Exercices:
[1] Répondez aux questions suivantes à partir de la note sur les dettes de la communauté :
(a) Sous quel régime matrimonial l'époux décédé était-il marié ?
(b) Quelles personnes renoncent à la succession ?
(c) Quel but la solution a-t-elle certainement, d'après la note ?
[2] Dans la note sur les dettes de la communauté, reprenez le passage qui commence par "Régimes matrimoniaux : dettes" et va jusqu'à "de son époux.", en substituant "communauté réduite aux acquêts" à "communauté universelle".
[3] D'après la note sur les dettes de la communauté, pourquoi l'époux survivant doit-il rembourser l'intégralité du crédit ?

Texte fourni:
---+---

Régimes matrimoniaux : dettes de la communauté en cas de décès de l'un des époux
Un époux marié sous le régime de la communauté universelle, avait contracté un crédit sans l’accord de son époux.
Il décède. Lors de la succession, son épouse et sa fille renoncent à la succession.
Le créancier estime que l’épouse est néanmoins tenue de rembourser le crédit. A juste titre estime la Cour de cassation, la dette contractée est due sauf à démontrer qu’elle avait été contractée par l’époux pour son intérêt personnel ce qui n’était pas le cas.
Et du fait de la clause d’attribution intégrale de la communauté, l’époux survivant qui recevait l’intégralité doit en payer toutes les dettes, c’est-à-dire en l’espèce, l’intégralité du crédit.
La solution est sévère pour le conjoint survivant, mais a pour but certainement d’assurer la sécurité des transactions.

---+---

Données:
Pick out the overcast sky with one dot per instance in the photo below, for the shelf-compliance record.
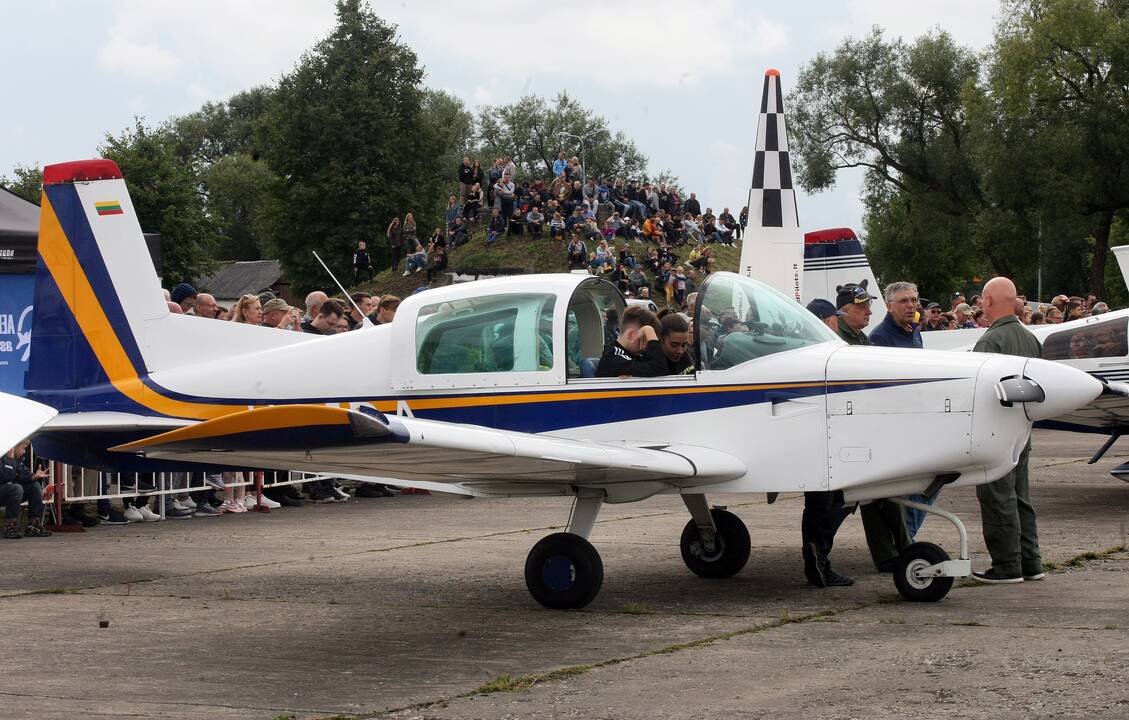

---+---

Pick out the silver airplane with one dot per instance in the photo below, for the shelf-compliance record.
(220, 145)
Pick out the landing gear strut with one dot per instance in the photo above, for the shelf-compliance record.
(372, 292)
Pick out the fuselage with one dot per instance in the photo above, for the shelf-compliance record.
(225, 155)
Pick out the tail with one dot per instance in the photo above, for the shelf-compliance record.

---+---

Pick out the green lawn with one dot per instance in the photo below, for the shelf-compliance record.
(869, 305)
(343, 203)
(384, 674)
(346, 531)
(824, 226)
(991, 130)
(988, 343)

---+---

Réponses par exercice:
[1]
(a) Le régime de la communauté universelle.
(b) Son épouse et sa fille.
(c) Assurer la sécurité des transactions.

[2]
Régimes matrimoniaux : dettes de la communauté en cas de décès de l'un des époux
Un époux marié sous le régime de la communauté réduite aux acquêts, avait contracté un crédit sans l’accord de son époux.

[3] En raison de la clause d'attribution intégrale de la communauté, l'époux survivant recevait l'intégralité de celle-ci. Il doit donc en payer toutes les dettes, c'est-à-dire ici la totalité du crédit.